• **Exercise**: Recast the listing below as a Markdown table with the columns Row and Line, giving each nonblank line its own numbered row. Leave any pictures out.

------------

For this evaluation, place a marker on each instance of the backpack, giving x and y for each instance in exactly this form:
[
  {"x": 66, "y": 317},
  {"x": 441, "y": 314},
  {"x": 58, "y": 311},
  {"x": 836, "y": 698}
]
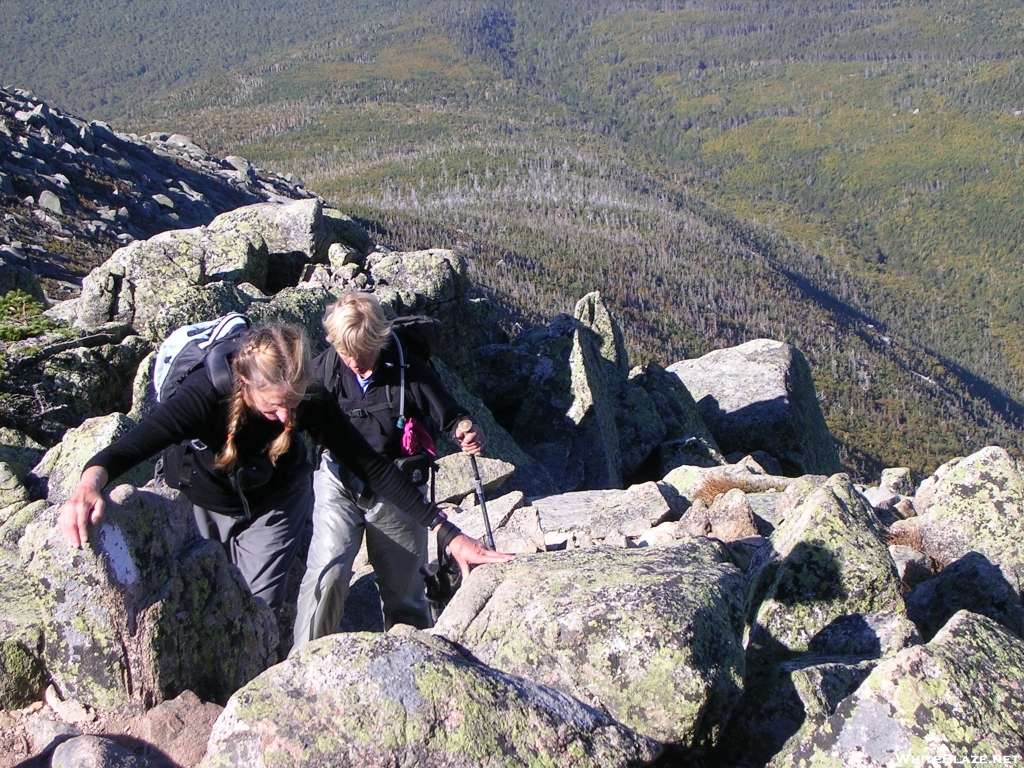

------------

• **The response**:
| Row | Line |
|---|---|
| 1 | For this evaluation, place a marker on each instance of the backpack, giving x and y for each instance in exactly this form: |
| 2 | [ |
| 3 |   {"x": 66, "y": 317}, |
| 4 |   {"x": 441, "y": 314}, |
| 5 |   {"x": 58, "y": 311}, |
| 6 |   {"x": 836, "y": 698} |
| 7 | ] |